▸ GIVEN REQUEST A: Name each distinct username that posts in the starter solenoid thread.
▸ GIVEN REQUEST B: From the starter solenoid thread, write out the passage between "You have that" and "to the voltage.", inclusive.
▸ GIVEN REQUEST C: In the starter solenoid thread, what charging voltage at the batteries did Lou C get after running the jumper wire from the B+ terminal to the S terminal?

▸ READING TEXT:
■ ■ ■ ■ ■ ■ ■
Keep blowing my starter solenoid up.

[cyclops222]

After 3 years the copper in the battery cable actually corroded away to causing intermittent slow starts.

 

[Lou C]

Ok had a similar issue but not so extreme (charging voltage 15.5 at batteries) sone years back. And I learned the cause & solution from a tech guy at ARCO & it also came in instructions for a new alternator I bought from them. Apparently on older OMCs resistance develops in the voltage sense circuit. So the alt sees lower voltage that what’s actually in the system and increases it to compensate. Their cure was to disconnect the sense wire from the alt and tape it up safely. Then run a jumper wire from the large B+ terminal to the S terminal. When I did this my charging voltage dropped to normal 14.2V at the batteries. Or go on a fishing expedition and find the high resistance connection! Actually thinking about it the best set up might be to run the sense wire from the alt to common terminal on the battery switch since it’s closer to the batteries…

 

[Lou C]

PS
Looking at a few Volvo wiring diagrams that’s how many of them have the sense wire connected….short wire from B+ to S terminal….

 

[nola mike]

You have that backwards. Higher voltage requires less current for a given power load.

Yes, but in something with a fixed resistance (light bulbs, poor connections) the current drawn is proportional to the voltage.

 

[JustJason]

Explain the me mechanism of this
My understanding is that V = I x R

It's true that V = I X R If you are trying to solve for voltage.
If you are trying to solve for current, it is I = V / R
If you are trying to solve for resistance, it's R=V / I

So, let's do a couple of equations.

Let's say we have a light bulb that is 1 ohm of resistance, and we are using 12 Volts, what are the amps drawn by the bulb? The proper equation is I = 12 volts / 1 ohm of resistance. 12 divided by 1 is 12. The light bulb draws 12 amps. (It must be a spicy bulb).
■ ■ ■ ■ ■ ■ ■
▸ DATASET EXTRACT:
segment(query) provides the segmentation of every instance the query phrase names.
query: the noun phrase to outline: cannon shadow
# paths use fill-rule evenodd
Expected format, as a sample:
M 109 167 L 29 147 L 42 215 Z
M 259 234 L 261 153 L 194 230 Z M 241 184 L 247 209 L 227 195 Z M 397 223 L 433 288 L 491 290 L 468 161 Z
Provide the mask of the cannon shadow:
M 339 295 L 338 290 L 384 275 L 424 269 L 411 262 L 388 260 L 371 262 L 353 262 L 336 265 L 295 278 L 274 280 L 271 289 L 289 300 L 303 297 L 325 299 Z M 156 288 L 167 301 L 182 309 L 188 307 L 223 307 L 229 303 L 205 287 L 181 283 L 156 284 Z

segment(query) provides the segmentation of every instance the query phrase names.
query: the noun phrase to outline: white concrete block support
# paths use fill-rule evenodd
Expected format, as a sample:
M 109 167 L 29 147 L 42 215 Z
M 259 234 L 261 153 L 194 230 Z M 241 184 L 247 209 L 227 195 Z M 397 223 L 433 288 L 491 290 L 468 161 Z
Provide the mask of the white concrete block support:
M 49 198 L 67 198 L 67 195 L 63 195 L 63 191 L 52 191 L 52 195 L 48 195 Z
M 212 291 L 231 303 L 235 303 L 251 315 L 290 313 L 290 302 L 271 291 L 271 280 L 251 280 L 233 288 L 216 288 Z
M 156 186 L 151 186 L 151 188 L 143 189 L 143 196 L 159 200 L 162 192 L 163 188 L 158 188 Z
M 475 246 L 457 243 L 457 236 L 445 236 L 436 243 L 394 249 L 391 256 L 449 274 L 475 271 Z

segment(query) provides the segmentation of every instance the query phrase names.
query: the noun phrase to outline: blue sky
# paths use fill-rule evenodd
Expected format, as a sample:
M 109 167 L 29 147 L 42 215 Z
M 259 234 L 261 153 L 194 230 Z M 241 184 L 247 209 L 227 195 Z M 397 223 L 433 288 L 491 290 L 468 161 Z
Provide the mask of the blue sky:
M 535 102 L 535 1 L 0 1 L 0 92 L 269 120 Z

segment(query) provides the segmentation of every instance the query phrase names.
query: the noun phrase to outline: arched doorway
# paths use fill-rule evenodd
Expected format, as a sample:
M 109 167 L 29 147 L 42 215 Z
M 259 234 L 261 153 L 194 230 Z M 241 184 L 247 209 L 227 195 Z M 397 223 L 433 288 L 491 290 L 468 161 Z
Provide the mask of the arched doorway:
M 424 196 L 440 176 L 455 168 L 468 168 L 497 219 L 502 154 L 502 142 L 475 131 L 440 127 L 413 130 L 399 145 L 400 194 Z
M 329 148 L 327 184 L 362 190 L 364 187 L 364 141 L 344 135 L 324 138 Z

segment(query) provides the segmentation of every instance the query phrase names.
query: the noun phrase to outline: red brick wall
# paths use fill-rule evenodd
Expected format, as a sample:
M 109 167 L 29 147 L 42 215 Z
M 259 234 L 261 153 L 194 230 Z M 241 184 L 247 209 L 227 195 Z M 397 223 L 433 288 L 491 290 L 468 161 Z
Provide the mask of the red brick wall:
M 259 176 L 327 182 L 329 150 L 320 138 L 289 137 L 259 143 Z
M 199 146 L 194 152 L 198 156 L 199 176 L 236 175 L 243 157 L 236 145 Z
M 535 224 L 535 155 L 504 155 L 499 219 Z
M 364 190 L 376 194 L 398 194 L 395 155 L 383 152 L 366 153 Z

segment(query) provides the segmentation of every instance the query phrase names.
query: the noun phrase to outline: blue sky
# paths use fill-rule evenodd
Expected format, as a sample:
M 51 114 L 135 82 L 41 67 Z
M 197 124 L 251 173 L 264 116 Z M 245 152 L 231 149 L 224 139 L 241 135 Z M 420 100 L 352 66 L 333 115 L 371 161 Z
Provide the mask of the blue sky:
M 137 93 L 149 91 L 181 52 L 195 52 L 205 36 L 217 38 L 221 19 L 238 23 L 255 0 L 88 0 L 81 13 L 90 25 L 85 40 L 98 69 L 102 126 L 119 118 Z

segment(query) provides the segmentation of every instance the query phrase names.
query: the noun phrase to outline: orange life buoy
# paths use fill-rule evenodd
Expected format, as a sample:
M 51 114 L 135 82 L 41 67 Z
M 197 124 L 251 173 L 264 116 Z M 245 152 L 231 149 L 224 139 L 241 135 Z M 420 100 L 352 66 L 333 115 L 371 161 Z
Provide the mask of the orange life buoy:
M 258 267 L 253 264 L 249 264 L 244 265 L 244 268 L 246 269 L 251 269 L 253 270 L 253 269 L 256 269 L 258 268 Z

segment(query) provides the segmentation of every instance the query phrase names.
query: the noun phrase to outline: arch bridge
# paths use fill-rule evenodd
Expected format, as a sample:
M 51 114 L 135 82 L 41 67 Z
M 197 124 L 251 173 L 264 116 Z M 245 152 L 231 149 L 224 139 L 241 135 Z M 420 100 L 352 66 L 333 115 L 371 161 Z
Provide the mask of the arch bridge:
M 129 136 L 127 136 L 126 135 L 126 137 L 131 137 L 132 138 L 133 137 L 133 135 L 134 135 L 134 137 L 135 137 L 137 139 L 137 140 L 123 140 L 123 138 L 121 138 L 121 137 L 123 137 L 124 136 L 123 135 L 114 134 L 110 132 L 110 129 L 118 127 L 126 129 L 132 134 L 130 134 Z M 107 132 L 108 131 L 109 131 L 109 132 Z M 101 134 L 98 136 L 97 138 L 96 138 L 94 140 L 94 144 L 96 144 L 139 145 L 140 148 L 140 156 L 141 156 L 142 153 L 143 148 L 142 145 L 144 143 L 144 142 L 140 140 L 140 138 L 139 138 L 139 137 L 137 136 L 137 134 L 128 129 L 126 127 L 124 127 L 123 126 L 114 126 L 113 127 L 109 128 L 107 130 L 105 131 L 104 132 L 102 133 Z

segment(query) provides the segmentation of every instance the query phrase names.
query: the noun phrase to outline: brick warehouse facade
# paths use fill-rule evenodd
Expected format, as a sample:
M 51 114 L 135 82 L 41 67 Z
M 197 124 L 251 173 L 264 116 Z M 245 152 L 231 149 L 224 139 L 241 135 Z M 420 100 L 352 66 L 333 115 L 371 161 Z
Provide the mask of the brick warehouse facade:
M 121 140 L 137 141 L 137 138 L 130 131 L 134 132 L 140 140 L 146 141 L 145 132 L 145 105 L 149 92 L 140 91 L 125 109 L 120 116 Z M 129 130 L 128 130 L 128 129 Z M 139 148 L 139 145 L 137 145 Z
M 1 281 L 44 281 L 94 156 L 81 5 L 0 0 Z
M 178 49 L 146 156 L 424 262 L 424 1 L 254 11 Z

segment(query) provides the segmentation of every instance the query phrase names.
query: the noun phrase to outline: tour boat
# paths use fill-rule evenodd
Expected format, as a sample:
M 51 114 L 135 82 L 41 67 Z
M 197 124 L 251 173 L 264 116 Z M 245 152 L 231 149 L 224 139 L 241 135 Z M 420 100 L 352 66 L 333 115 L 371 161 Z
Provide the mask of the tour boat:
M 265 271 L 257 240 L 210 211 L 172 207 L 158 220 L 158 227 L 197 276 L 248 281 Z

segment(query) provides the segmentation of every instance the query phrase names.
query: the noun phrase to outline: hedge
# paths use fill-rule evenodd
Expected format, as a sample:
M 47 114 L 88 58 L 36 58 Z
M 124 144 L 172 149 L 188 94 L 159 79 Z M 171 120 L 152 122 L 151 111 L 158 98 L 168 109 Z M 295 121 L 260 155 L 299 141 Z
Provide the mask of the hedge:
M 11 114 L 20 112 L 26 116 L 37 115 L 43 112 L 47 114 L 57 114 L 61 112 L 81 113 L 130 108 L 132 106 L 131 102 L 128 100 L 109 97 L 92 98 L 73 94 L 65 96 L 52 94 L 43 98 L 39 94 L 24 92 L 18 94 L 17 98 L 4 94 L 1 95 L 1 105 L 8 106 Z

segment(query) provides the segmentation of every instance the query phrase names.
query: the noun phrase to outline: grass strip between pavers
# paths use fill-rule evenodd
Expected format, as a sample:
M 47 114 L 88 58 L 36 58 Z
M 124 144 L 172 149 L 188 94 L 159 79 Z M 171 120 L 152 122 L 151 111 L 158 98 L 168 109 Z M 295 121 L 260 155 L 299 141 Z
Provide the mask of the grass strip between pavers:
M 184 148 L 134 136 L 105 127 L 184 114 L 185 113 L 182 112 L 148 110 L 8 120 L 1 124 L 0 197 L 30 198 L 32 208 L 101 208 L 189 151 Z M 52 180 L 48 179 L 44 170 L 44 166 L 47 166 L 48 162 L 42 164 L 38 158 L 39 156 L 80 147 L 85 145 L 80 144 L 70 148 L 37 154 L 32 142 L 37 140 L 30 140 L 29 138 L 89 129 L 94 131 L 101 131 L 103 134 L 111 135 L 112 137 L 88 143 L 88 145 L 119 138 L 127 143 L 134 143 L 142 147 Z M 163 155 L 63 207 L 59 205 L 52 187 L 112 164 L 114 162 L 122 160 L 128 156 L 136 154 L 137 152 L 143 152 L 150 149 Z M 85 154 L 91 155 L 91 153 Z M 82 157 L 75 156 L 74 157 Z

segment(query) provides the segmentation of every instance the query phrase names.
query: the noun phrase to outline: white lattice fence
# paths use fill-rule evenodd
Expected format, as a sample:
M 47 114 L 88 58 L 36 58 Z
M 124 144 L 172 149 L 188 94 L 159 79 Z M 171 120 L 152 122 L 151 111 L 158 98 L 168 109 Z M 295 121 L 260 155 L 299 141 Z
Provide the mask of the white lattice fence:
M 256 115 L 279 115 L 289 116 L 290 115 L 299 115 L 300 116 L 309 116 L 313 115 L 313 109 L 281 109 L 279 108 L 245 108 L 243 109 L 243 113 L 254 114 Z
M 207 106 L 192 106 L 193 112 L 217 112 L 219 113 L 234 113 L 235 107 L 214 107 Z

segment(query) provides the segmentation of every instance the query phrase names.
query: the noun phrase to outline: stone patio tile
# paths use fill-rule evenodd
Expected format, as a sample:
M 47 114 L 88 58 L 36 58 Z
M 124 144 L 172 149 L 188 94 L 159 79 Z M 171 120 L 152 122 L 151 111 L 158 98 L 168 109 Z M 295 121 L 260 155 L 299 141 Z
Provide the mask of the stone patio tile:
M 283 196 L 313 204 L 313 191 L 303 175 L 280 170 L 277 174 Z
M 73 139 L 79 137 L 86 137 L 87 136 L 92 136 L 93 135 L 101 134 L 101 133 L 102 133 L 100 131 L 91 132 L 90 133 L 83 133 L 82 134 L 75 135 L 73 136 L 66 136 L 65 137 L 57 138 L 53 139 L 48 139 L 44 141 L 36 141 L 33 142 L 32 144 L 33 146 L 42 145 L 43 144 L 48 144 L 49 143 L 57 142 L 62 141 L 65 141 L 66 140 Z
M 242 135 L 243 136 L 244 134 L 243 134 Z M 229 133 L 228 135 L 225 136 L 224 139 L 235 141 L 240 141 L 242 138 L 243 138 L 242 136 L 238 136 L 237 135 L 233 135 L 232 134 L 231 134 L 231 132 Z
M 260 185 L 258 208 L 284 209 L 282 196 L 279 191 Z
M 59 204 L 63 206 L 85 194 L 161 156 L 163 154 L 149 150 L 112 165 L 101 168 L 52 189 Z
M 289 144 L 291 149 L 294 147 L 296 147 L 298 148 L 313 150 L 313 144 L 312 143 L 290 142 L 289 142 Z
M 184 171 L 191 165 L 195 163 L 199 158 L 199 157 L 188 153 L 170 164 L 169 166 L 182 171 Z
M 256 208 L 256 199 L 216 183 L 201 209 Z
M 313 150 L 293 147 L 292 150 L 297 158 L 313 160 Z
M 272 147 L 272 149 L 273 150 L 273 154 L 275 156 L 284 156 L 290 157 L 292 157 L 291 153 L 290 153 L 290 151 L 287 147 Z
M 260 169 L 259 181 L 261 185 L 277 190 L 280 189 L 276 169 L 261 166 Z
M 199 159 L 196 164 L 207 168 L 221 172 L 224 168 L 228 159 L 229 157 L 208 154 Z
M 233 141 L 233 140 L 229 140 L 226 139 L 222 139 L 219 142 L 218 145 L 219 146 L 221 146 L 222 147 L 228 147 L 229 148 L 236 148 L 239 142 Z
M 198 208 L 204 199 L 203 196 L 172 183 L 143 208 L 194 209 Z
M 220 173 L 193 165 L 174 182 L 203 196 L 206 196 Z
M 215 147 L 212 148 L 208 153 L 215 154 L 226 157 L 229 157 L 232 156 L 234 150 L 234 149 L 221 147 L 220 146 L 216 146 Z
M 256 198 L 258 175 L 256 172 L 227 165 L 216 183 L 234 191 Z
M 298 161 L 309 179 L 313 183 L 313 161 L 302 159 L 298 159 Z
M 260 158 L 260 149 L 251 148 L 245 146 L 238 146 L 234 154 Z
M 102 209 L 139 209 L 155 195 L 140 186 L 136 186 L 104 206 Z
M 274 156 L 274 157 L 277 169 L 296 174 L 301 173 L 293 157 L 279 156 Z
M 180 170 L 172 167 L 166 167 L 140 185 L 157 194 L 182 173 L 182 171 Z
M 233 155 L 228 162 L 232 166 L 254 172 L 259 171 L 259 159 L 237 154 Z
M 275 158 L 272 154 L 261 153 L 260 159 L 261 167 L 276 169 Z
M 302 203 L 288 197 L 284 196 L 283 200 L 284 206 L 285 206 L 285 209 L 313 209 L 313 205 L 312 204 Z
■ ■ ■ ■ ■ ■ ■
▸ FINISHED ANSWER A: cyclops222, Lou C, nola mike, JustJason

▸ FINISHED ANSWER B:
You have that backwards. Higher voltage requires less current for a given power load.

Yes, but in something with a fixed resistance (light bulbs, poor connections) the current drawn is proportional to the voltage.

▸ FINISHED ANSWER C: 14.2V